■ SELECTED EXTRACT
------------------------

Features
Sndpe
15.07.2013, Words by Sandra Song

Track By Track: SND PE Vol. 1

Curating a host of sounds ranging from underground house to alternative hip hop, Sound Pellegrino is the independent French label founded by pioneering Parisian producers Teki Latex and Orgasmic that's known for its genre-bending releases and up-and-coming artist roster. In celebration of their fourth birthday, the guys behind the label are releasing the 'SND PE Vol. 1' compilation, which features material from the founders, current roster and friends of the label. Check out below what Teki, Orgasmic, label manager/compilation producer Emile Shahidi and the artists themselves (including Matthias Zimmerman, Jerome LOL, Todd Edwards and surkin) have to say about the tracks.

BEN BUTLER & MOUSEPAD — Still Moving
Teki Latex: Ben Butler & Mousepad (aka Joe Howe) hails from Glasgow. His track is the perfect intro for the compilation, a slow build-up tip-toeing around house, rap and opening credits of a news flash. Dare we say Walter Crunk-ite?

------------------------

■ DATA EXCERPTS
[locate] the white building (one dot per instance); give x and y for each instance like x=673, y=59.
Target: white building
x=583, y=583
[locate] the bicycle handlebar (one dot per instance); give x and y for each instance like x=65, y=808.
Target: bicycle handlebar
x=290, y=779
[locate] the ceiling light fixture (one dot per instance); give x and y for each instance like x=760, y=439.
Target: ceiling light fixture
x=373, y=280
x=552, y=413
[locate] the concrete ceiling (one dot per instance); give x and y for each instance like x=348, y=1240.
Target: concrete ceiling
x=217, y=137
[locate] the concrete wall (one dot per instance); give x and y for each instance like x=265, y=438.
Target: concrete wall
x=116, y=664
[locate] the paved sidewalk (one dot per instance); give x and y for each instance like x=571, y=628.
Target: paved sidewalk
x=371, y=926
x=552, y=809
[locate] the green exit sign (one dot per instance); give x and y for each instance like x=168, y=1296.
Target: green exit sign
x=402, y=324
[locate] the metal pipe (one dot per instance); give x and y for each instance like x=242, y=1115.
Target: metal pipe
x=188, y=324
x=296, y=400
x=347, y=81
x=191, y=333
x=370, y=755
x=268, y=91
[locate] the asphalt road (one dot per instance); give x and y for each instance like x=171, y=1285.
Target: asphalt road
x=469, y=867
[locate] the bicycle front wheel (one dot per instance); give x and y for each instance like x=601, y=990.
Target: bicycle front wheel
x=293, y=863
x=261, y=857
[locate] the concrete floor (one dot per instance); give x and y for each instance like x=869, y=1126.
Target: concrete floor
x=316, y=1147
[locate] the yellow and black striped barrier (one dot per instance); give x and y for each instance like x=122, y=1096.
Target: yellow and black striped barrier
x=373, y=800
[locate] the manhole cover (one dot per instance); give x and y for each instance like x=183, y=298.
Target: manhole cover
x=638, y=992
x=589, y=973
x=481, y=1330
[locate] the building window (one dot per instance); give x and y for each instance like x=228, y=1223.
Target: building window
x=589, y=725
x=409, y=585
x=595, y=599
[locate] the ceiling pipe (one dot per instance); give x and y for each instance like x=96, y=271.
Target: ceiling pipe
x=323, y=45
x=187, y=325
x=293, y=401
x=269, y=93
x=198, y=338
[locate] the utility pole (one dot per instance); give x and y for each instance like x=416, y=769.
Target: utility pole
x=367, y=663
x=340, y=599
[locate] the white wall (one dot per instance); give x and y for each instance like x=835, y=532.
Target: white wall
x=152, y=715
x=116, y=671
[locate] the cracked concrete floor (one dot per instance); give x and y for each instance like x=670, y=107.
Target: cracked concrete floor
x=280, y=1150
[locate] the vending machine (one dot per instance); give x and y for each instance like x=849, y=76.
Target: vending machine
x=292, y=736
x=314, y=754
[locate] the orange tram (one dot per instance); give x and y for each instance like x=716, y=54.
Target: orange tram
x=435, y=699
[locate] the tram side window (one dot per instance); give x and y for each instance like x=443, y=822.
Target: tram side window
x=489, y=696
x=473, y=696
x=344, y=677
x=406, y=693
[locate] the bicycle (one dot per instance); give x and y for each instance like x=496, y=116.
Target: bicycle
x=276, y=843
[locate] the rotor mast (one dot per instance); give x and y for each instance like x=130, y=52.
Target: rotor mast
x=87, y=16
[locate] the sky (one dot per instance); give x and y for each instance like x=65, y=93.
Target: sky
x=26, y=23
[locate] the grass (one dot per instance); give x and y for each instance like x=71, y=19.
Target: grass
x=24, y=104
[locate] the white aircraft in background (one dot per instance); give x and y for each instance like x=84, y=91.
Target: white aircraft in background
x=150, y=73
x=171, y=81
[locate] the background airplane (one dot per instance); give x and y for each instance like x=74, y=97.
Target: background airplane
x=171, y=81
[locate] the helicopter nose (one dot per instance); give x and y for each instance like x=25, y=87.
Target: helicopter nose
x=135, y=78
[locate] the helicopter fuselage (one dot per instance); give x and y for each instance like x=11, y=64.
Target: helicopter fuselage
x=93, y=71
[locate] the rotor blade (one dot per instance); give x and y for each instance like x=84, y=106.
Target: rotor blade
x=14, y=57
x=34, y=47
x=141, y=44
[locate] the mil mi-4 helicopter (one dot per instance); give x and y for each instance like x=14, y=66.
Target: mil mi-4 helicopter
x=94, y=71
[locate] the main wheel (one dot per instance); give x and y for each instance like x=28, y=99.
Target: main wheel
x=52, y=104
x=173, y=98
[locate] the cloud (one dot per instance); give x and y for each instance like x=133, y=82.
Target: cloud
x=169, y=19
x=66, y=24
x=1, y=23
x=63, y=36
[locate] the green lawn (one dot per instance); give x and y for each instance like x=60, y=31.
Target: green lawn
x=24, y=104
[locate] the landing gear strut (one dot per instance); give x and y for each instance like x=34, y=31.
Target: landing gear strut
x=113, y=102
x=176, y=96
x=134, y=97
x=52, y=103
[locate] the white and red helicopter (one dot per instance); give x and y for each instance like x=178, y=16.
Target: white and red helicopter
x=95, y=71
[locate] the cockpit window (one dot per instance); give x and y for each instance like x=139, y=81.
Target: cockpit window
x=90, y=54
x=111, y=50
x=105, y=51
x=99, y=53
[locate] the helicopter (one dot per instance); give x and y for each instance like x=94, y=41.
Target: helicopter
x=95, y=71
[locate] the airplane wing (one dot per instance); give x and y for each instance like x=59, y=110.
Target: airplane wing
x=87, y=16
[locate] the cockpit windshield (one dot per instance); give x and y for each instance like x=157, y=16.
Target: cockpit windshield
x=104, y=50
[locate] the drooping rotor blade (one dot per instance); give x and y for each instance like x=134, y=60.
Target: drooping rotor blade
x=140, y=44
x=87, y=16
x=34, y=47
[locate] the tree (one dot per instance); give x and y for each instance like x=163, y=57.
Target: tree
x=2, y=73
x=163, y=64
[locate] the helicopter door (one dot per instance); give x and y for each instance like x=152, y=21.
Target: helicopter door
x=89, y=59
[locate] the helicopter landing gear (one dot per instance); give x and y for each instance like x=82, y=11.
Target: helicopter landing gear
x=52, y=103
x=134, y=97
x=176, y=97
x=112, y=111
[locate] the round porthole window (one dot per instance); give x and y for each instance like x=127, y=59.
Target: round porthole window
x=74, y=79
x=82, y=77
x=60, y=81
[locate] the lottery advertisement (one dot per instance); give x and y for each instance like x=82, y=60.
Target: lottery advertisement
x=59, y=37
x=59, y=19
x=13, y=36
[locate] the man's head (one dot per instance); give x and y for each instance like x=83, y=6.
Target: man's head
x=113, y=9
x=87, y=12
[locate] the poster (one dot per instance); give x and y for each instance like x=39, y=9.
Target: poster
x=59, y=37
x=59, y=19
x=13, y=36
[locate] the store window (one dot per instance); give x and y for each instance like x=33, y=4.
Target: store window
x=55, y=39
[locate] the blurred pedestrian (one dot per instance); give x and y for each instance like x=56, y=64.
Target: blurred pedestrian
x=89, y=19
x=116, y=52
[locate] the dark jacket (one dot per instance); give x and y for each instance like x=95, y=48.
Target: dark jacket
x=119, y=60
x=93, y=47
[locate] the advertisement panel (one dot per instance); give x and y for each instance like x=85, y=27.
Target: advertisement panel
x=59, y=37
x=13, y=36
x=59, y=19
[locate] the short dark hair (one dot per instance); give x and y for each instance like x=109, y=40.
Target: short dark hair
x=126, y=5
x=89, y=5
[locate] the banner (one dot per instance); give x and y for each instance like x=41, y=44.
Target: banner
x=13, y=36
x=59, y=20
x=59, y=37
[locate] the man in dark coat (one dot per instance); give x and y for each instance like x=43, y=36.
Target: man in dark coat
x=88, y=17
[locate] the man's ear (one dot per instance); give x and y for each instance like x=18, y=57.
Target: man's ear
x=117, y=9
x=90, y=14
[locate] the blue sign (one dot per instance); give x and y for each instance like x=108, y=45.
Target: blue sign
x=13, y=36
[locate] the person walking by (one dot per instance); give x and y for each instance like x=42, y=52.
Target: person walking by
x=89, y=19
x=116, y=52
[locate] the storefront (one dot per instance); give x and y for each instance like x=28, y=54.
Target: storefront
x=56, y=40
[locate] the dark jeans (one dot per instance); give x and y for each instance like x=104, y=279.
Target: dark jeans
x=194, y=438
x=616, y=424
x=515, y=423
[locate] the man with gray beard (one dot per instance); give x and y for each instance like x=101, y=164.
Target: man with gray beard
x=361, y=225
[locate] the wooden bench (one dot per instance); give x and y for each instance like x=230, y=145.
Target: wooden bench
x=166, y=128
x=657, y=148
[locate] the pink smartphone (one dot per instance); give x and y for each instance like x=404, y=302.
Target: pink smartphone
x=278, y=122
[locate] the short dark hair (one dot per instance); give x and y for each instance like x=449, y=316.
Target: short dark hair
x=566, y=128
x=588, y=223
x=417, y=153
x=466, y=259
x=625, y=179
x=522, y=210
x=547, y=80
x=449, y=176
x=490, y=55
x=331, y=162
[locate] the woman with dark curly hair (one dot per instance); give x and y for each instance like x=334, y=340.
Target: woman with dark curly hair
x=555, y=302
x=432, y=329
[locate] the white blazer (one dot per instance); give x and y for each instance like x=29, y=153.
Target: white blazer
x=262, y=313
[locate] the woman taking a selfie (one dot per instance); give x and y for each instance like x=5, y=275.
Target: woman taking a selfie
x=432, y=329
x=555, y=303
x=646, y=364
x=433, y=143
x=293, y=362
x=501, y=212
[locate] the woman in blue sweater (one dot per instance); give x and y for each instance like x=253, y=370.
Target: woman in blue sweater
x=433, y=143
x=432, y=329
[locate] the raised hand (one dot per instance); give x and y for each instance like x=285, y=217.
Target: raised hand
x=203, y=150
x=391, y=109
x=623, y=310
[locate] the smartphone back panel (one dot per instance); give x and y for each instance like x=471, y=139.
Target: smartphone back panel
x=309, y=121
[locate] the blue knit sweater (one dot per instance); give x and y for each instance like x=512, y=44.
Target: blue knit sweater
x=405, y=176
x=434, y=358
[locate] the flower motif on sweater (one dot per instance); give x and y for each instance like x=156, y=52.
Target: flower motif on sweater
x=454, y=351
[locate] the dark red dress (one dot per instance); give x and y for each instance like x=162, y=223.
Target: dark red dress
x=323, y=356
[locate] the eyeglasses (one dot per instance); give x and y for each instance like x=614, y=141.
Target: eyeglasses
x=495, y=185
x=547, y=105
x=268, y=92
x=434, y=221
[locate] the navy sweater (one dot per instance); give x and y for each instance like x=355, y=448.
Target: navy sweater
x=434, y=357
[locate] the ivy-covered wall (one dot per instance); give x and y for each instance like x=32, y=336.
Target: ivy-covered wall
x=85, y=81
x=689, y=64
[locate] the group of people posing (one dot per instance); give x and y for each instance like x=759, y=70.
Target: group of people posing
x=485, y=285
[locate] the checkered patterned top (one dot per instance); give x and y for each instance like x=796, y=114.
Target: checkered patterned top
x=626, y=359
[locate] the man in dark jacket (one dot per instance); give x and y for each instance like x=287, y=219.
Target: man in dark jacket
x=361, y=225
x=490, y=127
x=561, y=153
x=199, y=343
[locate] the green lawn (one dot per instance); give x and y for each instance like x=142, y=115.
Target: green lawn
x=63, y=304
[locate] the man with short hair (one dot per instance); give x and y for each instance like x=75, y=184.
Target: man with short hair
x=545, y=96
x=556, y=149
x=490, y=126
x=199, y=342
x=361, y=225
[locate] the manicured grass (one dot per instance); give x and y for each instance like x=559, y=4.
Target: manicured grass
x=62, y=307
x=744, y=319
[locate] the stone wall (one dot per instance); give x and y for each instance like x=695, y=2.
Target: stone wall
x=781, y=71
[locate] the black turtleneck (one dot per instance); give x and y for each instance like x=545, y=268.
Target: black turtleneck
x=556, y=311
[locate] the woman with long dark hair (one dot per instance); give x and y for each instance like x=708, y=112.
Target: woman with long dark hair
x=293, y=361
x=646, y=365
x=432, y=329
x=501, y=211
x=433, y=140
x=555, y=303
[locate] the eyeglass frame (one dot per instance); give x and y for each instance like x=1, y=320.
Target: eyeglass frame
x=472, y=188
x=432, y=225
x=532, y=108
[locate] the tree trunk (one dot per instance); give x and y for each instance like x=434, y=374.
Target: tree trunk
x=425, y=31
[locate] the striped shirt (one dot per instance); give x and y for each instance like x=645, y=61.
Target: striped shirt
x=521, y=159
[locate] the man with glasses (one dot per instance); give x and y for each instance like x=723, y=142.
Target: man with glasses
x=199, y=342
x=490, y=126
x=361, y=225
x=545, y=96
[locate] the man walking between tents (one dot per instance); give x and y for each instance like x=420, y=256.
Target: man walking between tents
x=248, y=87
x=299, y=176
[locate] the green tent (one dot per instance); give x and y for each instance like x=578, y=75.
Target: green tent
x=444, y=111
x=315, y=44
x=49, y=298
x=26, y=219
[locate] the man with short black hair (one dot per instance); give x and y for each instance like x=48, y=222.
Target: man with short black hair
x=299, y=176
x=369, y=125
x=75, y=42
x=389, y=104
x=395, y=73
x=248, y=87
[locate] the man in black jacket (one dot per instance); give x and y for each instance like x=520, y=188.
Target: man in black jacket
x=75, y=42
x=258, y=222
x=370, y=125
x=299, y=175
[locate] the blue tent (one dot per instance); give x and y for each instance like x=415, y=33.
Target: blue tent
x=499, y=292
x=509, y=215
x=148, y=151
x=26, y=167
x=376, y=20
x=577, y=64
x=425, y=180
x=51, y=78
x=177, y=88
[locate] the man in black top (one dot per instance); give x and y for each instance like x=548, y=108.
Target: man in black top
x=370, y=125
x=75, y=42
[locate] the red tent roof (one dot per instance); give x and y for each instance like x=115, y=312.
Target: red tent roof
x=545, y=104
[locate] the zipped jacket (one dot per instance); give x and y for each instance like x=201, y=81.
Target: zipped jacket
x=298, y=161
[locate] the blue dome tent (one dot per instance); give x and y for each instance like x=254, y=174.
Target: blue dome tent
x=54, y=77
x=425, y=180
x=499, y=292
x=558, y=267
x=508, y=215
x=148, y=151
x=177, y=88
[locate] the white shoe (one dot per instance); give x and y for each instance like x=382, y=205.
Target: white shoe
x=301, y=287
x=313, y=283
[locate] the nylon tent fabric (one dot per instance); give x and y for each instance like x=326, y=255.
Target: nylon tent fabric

------------------------

■ REQUIRED TASKS
(1) According to the Sound Pellegrino feature, which two producers founded the label?
(2) Print the part of the Sound Pellegrino feature that begins at the words "Track By Track: SND" and stops after "about the tracks.".
Work only from the Sound Pellegrino feature.

■ RESPONSE LIST
(1) Teki Latex and Orgasmic

(2)
Track By Track: SND PE Vol. 1

Curating a host of sounds ranging from underground house to alternative hip hop, Sound Pellegrino is the independent French label founded by pioneering Parisian producers Teki Latex and Orgasmic that's known for its genre-bending releases and up-and-coming artist roster. In celebration of their fourth birthday, the guys behind the label are releasing the 'SND PE Vol. 1' compilation, which features material from the founders, current roster and friends of the label. Check out below what Teki, Orgasmic, label manager/compilation producer Emile Shahidi and the artists themselves (including Matthias Zimmerman, Jerome LOL, Todd Edwards and surkin) have to say about the tracks.